## Выбранный отрывок
▼

Название: Воспоминания петербургского старожила. Том 1
Автор: Владимир Бурнашев
Издательство: НЛО
Серия: Россия в мемуарах
isbn: 978-5-4448-2080-3
isbn:
С весны 1872 г. начинается кампания против Бурнашева в охранительно-дворянской печати, направляемая так, чтобы не только обеспечить изгнание мемуариста из изданий П. И. Бартенева, М. Н. Каткова и В. В. Комарова, но и сделать невозможным переход его в прессу буржуазно-либерального лагеря, в которой он мог бы, конечно, развернуться гораздо больше, чем на страницах «Русского архива» или «Русского вестника». Поэтому идеологическая подоплека выступлений против Бурнашева тщательно затушевывается, подменяясь безапелляционно-грубой дискредитацией фактической основы его воспоминаний. Неизбежные во всех мемуарах мелкие неточности, описки и даже опечатки, случайные ошибки в датах и именах квалифицировались поэтому как явные якобы доказательства невежества и хлестаковства, а конденсированные характеристики разновременных эпизодов, сдвигаемых даже очень осторожными мемуаристами по методам исторических беллетристов (см., например, «Литературный вечер у П. А. Плетнева» в воспоминаниях И. С. Тургенева или «среды» Н. В. Кукольника в передаче И. И. Панаева), дали материал, несмотря на определенные оговорки самого Бурнашева[68], для обвинения его в подлогах и передержках. Несмотря на резкую тенденциозность и бездоказательность большинства выдвинутых против него обвинений, судьба Бурнашева как мемуариста была уже к концу года решена, особенно после того, как выступления против него представителей петербургского большого света перешли в газеты и оказались санкционированными таким авторитетным блюстителем литературной аристократии, как престарелый князь П. А. Вяземский, и таким знатоком и исследователем преданий дворянской литературы, как М. И. Лонгинов. Именно их инспирации приписывает Бурнашев в одном из неизданных набросков своих воспоминаний[69] и тот хлесткий фельетон ультрареакционного «Гражданина», в котором все писания Петербургского старожила расценивались как одна из форм «современной хлестаковщины», особенно опасной в обществе, «не помнящем родства», не дорожащем «преданиями» и желающем «считать себя живущим только с сегодняшнего дня». Подытоживая ошибки и промахи Бурнашева, орган князя В. П. Мещерского счел своевременным воззвать к той именно мере воздействия на мемуариста, которая гарантировала бы невозможность его появления не только в охранительной, но и в оппозиционной прессе.

▲

## Исходный запрос 1
Перепишите отрывок о кампании против Бурнашева целиком, без единого изменения.
Отрывок и записи взяты из разных источников.

## Входные данные

▼

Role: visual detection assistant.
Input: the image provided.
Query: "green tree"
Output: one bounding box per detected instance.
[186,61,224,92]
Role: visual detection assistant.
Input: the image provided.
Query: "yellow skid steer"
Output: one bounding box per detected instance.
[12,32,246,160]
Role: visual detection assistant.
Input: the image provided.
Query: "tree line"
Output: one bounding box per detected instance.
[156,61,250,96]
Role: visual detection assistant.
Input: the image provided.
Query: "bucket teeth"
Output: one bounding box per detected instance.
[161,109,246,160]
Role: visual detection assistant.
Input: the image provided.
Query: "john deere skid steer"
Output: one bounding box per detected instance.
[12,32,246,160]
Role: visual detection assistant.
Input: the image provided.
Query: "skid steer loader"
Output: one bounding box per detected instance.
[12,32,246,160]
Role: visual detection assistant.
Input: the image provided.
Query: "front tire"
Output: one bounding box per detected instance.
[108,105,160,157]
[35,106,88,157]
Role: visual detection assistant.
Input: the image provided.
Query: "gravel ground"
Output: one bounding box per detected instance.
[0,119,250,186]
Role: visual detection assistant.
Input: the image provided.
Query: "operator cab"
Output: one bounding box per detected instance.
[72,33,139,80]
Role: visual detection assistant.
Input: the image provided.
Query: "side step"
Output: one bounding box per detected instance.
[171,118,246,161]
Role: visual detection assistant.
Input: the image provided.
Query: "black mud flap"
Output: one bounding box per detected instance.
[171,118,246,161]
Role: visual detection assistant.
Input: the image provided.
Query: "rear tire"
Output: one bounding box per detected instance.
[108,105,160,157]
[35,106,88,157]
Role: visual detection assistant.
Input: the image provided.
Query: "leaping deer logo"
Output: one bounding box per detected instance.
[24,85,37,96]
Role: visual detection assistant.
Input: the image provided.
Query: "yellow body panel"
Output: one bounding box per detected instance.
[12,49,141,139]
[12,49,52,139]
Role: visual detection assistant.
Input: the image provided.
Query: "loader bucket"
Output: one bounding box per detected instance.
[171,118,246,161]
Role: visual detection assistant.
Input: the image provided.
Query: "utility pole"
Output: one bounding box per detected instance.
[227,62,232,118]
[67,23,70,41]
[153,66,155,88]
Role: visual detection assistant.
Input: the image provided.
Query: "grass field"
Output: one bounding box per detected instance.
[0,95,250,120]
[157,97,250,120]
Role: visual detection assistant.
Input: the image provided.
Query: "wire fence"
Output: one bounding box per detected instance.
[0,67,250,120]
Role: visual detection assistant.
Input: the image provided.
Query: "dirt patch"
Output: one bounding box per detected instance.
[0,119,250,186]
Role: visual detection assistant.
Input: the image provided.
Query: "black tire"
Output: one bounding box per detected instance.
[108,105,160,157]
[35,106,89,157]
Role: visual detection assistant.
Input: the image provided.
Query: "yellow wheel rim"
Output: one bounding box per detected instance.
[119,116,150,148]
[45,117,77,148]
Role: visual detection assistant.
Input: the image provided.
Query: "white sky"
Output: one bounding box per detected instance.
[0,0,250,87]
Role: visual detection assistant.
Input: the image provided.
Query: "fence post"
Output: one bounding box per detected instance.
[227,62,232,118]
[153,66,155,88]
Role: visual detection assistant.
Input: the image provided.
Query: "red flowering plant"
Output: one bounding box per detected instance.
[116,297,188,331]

▲

## Исходный запрос 2
Выпишите из записей все строки, в которых встречается слово «skid»; регистр букв учитывается.

## Полный ответ 1
Название: Воспоминания петербургского старожила. Том 1
Автор: Владимир Бурнашев
Издательство: НЛО
Серия: Россия в мемуарах
isbn: 978-5-4448-2080-3
isbn:
С весны 1872 г. начинается кампания против Бурнашева в охранительно-дворянской печати, направляемая так, чтобы не только обеспечить изгнание мемуариста из изданий П. И. Бартенева, М. Н. Каткова и В. В. Комарова, но и сделать невозможным переход его в прессу буржуазно-либерального лагеря, в которой он мог бы, конечно, развернуться гораздо больше, чем на страницах «Русского архива» или «Русского вестника». Поэтому идеологическая подоплека выступлений против Бурнашева тщательно затушевывается, подменяясь безапелляционно-грубой дискредитацией фактической основы его воспоминаний. Неизбежные во всех мемуарах мелкие неточности, описки и даже опечатки, случайные ошибки в датах и именах квалифицировались поэтому как явные якобы доказательства невежества и хлестаковства, а конденсированные характеристики разновременных эпизодов, сдвигаемых даже очень осторожными мемуаристами по методам исторических беллетристов (см., например, «Литературный вечер у П. А. Плетнева» в воспоминаниях И. С. Тургенева или «среды» Н. В. Кукольника в передаче И. И. Панаева), дали материал, несмотря на определенные оговорки самого Бурнашева[68], для обвинения его в подлогах и передержках. Несмотря на резкую тенденциозность и бездоказательность большинства выдвинутых против него обвинений, судьба Бурнашева как мемуариста была уже к концу года решена, особенно после того, как выступления против него представителей петербургского большого света перешли в газеты и оказались санкционированными таким авторитетным блюстителем литературной аристократии, как престарелый князь П. А. Вяземский, и таким знатоком и исследователем преданий дворянской литературы, как М. И. Лонгинов. Именно их инспирации приписывает Бурнашев в одном из неизданных набросков своих воспоминаний[69] и тот хлесткий фельетон ультрареакционного «Гражданина», в котором все писания Петербургского старожила расценивались как одна из форм «современной хлестаковщины», особенно опасной в обществе, «не помнящем родства», не дорожащем «преданиями» и желающем «считать себя живущим только с сегодняшнего дня». Подытоживая ошибки и промахи Бурнашева, орган князя В. П. Мещерского счел своевременным воззвать к той именно мере воздействия на мемуариста, которая гарантировала бы невозможность его появления не только в охранительной, но и в оппозиционной прессе.

## Полный ответ 2
Query: "yellow skid steer"
Query: "john deere skid steer"
Query: "skid steer loader"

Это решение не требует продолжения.